Records for processing: Begin
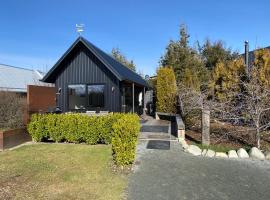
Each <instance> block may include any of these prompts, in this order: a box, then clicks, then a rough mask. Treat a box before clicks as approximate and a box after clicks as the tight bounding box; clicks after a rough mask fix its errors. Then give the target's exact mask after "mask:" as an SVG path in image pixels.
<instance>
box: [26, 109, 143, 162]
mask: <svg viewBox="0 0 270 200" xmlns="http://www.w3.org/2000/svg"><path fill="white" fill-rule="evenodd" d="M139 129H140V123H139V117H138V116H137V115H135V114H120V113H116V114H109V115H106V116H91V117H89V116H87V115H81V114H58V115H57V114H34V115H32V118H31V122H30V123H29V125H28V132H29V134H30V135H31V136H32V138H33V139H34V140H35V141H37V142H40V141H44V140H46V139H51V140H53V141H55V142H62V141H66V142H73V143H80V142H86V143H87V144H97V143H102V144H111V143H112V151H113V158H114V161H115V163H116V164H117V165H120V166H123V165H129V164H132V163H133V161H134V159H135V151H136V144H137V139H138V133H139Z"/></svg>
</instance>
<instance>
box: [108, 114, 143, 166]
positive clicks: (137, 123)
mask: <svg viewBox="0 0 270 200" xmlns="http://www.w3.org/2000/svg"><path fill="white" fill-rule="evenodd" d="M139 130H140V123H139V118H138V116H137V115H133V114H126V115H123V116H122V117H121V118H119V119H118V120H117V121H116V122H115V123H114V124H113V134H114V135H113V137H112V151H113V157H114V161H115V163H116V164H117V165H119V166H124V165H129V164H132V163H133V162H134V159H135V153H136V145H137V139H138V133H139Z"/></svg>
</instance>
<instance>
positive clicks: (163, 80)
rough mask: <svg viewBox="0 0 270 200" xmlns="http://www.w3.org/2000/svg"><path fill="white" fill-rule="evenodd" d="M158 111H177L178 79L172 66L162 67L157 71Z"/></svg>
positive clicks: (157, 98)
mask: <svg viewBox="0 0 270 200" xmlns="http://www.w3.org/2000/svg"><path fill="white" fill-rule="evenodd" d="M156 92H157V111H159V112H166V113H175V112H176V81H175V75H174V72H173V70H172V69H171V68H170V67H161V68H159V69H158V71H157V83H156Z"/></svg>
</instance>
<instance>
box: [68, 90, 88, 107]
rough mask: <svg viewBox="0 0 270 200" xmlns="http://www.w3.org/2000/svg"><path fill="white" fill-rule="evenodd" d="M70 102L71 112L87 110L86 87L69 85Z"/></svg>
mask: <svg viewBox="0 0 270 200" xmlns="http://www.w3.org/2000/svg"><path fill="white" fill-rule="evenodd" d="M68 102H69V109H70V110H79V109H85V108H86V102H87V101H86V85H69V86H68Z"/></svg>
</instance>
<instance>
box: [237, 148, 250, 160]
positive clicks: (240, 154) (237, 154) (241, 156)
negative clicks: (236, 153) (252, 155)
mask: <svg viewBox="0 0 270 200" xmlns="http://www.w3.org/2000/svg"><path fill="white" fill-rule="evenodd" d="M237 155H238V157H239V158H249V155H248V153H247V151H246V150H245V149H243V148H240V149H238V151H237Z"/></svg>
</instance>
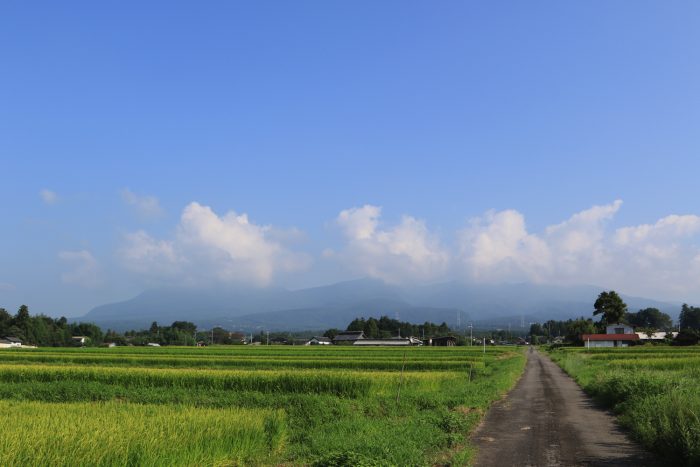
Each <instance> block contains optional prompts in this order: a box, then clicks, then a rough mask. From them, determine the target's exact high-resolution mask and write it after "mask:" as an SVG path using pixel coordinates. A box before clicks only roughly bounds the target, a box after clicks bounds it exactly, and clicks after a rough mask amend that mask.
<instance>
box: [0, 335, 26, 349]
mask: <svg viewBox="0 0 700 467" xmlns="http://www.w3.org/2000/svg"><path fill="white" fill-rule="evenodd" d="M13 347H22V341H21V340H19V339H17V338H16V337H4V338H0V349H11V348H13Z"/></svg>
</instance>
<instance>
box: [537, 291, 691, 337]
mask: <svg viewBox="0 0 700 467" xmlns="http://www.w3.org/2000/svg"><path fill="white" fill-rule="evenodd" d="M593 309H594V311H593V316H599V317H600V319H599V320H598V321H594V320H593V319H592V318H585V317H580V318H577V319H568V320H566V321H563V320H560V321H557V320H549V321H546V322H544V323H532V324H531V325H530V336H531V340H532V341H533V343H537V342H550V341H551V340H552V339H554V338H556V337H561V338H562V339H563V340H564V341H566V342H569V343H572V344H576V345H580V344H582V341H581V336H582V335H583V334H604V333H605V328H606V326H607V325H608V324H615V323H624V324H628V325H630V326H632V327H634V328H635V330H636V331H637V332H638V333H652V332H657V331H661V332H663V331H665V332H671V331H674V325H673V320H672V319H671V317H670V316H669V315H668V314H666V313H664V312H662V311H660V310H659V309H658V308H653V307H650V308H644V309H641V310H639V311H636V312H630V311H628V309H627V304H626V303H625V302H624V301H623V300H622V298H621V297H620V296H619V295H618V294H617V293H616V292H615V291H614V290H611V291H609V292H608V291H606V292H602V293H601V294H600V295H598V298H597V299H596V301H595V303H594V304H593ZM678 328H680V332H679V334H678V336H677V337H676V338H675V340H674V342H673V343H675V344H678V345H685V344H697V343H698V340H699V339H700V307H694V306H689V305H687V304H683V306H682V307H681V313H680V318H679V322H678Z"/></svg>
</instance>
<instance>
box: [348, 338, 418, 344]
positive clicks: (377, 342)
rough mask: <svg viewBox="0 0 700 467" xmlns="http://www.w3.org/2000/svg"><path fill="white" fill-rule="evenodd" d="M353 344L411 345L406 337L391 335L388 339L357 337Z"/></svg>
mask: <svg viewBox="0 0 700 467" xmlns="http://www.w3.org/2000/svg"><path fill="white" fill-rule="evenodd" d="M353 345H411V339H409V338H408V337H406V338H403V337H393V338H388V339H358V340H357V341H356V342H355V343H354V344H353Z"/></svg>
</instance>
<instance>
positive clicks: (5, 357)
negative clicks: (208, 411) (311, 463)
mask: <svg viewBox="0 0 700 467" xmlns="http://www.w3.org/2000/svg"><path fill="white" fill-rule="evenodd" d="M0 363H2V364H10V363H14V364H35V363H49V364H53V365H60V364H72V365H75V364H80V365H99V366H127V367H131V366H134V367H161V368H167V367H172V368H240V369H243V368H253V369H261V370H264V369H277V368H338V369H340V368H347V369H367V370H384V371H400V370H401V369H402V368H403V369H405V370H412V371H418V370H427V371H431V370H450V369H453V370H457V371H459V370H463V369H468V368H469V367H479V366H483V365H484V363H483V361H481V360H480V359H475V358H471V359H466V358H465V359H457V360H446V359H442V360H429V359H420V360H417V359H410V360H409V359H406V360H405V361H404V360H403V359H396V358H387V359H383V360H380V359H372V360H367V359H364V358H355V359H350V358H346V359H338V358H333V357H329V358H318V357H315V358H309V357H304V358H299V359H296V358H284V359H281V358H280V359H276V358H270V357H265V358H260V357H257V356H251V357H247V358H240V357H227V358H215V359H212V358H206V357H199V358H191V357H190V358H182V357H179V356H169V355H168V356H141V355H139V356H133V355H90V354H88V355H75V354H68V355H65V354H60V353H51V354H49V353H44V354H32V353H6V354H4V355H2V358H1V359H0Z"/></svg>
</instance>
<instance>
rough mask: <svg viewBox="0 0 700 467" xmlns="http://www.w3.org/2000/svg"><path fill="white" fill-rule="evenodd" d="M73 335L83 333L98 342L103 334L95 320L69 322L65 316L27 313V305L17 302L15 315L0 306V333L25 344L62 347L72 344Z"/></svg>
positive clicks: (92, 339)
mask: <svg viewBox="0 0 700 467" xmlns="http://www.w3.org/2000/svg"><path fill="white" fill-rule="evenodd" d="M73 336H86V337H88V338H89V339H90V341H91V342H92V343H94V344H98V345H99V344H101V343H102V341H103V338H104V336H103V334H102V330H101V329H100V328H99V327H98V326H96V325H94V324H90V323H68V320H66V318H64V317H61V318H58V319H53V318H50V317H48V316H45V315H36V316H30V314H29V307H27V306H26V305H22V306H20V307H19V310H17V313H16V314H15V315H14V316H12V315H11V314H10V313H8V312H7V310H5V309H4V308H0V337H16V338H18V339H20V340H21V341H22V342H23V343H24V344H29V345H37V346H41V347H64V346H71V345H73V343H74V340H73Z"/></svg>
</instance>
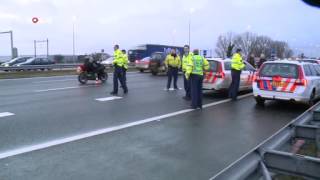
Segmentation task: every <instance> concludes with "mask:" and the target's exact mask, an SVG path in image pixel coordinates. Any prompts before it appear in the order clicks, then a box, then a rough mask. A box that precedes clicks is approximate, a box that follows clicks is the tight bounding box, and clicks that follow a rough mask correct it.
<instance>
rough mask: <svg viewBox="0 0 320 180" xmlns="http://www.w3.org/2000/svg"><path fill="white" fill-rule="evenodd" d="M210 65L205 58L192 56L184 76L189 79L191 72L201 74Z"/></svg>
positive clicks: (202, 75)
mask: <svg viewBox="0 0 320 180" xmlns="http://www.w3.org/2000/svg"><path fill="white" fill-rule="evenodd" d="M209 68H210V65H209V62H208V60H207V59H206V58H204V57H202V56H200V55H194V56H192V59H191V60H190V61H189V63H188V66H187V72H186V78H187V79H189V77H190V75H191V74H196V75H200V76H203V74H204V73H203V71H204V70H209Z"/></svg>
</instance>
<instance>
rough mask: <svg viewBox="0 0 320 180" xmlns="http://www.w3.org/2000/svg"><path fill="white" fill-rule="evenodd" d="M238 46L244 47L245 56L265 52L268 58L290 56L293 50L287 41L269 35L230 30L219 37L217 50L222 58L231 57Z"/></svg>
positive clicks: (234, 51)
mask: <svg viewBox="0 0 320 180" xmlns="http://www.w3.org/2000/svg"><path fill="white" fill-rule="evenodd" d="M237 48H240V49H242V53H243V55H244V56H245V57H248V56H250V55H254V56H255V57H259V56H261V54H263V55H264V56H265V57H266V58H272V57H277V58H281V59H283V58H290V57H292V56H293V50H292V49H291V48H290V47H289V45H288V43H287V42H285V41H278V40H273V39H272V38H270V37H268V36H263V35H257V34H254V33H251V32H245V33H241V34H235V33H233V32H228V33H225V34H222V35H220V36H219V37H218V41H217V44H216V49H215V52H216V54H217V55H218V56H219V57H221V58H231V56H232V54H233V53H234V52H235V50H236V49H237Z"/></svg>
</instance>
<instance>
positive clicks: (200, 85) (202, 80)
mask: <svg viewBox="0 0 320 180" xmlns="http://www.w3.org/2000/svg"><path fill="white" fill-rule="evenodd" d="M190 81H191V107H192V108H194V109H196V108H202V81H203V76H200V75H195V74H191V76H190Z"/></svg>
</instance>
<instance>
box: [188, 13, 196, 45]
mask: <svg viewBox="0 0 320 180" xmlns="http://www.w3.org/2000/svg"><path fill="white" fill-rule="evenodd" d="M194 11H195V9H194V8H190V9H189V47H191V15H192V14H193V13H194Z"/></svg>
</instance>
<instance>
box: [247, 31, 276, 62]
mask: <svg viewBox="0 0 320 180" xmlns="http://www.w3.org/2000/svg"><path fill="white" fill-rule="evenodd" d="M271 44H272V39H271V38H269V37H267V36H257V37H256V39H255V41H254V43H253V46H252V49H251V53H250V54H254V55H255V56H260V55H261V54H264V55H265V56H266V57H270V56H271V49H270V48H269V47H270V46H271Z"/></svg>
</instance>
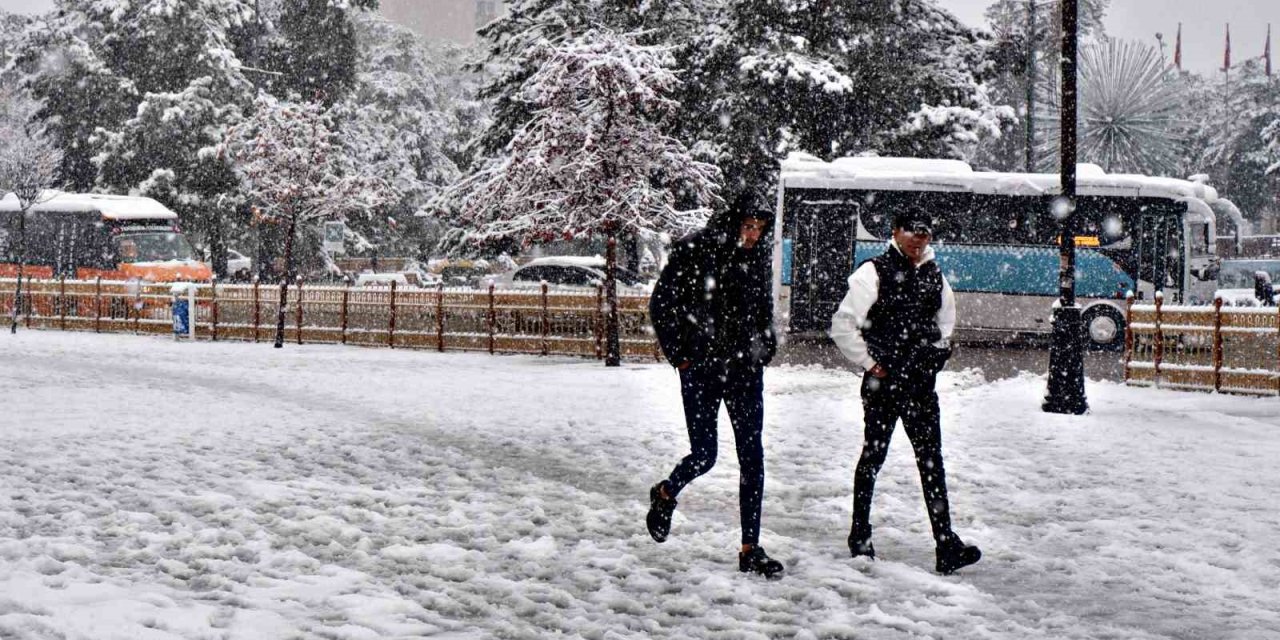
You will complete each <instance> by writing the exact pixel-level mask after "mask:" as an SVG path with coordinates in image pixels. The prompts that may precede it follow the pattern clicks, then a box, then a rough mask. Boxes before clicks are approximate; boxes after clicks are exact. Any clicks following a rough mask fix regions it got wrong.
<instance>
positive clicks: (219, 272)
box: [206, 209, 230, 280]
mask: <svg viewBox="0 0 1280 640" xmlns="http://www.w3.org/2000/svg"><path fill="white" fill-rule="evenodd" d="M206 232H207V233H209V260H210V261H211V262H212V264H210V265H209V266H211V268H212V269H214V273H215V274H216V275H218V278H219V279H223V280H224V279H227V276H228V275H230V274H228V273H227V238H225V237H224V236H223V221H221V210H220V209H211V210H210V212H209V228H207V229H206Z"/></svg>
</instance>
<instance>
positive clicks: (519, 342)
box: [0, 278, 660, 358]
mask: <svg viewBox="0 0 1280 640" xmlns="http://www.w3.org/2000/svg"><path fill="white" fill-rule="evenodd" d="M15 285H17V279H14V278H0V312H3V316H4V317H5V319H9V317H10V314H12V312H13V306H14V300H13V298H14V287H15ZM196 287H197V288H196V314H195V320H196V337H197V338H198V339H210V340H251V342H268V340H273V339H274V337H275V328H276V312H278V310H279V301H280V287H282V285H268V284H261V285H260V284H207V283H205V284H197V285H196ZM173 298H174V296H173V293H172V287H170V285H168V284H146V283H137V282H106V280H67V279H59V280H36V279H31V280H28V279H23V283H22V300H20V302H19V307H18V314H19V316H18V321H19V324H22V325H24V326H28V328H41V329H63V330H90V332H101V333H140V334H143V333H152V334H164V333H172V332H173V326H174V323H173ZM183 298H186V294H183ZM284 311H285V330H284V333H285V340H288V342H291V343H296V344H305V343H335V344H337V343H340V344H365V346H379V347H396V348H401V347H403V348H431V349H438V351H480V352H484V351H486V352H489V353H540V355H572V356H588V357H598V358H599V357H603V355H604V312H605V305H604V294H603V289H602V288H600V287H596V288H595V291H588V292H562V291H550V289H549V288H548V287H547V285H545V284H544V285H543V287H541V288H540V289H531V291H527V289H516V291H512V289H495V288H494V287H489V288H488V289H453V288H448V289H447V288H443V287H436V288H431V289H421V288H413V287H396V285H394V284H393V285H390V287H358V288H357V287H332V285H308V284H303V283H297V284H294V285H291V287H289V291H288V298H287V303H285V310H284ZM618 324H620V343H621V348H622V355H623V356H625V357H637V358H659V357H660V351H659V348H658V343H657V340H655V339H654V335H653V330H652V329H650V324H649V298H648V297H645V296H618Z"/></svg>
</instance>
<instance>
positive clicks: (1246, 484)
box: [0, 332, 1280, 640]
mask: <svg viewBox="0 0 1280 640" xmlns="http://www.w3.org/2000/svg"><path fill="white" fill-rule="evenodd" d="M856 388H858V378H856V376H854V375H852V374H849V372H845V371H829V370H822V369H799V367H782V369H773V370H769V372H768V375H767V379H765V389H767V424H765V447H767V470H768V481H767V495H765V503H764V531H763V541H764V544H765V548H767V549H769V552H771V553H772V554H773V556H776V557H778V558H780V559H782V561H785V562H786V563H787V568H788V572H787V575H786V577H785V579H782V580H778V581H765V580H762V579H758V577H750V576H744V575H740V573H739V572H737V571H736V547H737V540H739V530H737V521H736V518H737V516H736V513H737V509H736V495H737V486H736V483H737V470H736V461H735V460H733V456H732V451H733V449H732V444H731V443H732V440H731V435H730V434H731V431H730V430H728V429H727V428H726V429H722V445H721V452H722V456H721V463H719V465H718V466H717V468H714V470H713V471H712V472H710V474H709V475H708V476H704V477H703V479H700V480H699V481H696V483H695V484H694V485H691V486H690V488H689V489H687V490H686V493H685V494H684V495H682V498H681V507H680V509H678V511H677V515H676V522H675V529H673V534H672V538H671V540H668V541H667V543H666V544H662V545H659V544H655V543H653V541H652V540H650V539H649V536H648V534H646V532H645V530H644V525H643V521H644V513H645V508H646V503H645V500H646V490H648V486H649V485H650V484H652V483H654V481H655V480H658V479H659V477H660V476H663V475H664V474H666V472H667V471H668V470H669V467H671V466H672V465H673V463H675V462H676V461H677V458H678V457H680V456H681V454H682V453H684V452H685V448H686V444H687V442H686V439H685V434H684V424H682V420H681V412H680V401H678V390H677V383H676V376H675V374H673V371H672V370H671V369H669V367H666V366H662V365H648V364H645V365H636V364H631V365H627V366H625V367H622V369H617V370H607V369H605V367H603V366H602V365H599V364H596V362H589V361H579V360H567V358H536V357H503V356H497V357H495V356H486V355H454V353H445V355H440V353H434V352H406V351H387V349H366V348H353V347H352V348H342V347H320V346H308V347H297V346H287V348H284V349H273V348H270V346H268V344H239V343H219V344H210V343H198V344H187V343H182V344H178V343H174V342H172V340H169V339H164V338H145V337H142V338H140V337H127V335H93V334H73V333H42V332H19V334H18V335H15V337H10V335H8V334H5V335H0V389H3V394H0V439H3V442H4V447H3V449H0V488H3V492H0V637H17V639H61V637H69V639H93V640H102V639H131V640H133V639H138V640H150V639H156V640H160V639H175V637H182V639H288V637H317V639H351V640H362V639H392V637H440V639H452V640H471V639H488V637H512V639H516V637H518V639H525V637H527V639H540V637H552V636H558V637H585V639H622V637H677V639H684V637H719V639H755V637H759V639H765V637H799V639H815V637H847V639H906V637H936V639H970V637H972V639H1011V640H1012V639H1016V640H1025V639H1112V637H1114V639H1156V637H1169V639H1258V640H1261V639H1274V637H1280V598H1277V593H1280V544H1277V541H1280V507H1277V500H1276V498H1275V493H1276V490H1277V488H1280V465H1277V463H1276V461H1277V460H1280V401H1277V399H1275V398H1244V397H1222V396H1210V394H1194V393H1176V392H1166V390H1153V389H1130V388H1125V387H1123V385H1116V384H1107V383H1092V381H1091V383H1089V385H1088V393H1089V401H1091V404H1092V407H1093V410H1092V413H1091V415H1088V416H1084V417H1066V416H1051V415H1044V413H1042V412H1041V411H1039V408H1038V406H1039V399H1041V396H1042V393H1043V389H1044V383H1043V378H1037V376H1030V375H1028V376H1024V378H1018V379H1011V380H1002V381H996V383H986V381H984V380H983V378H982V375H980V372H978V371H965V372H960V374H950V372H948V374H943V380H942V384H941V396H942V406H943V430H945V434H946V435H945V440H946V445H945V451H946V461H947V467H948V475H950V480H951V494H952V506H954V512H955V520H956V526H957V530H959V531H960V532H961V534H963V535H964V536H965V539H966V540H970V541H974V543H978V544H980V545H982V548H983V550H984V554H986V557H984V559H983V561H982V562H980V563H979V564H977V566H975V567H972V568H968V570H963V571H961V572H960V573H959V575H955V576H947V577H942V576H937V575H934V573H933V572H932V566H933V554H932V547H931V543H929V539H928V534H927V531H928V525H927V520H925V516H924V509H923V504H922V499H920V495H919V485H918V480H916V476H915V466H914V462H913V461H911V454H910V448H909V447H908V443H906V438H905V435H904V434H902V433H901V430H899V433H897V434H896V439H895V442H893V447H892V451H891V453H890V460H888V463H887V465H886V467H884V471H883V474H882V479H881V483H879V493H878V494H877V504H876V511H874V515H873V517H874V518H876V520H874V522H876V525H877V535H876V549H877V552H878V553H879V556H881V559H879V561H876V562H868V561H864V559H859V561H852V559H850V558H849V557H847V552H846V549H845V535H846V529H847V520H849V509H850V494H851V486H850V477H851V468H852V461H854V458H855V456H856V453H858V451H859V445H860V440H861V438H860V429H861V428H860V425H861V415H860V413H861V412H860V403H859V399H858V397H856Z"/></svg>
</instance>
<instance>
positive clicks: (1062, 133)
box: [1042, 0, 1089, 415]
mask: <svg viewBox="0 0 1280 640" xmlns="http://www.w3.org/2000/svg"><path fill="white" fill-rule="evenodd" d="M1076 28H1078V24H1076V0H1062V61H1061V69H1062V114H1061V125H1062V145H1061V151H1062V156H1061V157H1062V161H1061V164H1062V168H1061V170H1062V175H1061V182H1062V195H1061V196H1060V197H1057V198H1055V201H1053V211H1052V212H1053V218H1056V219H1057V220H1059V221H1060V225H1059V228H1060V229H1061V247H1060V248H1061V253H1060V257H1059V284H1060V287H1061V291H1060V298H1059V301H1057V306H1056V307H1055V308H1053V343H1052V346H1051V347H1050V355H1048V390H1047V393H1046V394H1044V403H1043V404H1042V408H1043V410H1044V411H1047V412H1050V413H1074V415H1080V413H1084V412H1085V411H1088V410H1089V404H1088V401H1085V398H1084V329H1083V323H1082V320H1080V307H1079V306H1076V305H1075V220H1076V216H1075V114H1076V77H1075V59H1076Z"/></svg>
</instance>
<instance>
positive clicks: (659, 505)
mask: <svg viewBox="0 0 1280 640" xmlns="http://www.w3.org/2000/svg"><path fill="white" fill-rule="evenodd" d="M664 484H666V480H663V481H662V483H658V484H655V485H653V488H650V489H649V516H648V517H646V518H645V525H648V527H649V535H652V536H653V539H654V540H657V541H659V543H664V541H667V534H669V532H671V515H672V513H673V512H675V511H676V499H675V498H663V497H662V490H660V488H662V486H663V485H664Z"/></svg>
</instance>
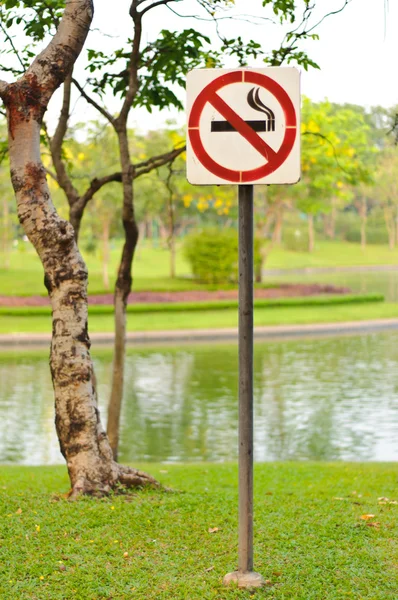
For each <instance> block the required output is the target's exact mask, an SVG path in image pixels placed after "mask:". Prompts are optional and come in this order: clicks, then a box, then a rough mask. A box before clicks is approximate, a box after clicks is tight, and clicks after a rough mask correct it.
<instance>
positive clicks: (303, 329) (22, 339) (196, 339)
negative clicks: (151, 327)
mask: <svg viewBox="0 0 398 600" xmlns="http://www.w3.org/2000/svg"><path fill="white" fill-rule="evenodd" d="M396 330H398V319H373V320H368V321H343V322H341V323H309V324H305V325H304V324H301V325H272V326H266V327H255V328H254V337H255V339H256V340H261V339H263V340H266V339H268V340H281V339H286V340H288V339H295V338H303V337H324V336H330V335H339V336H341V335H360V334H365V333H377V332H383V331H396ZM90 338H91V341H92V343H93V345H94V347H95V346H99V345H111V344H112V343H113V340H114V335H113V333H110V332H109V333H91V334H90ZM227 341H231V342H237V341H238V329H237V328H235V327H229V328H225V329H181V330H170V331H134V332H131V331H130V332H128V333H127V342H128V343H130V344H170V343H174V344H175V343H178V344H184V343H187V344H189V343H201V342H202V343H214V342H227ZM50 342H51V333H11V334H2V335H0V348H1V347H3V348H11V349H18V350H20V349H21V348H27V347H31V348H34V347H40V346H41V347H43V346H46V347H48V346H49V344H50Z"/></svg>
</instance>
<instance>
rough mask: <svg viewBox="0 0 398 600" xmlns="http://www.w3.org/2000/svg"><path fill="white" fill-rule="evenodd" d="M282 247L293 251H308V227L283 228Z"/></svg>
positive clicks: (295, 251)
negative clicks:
Records for processing: End
What is expected = Say how many lines in the listing include the word "follow", giving nothing but the number.

Response box = 2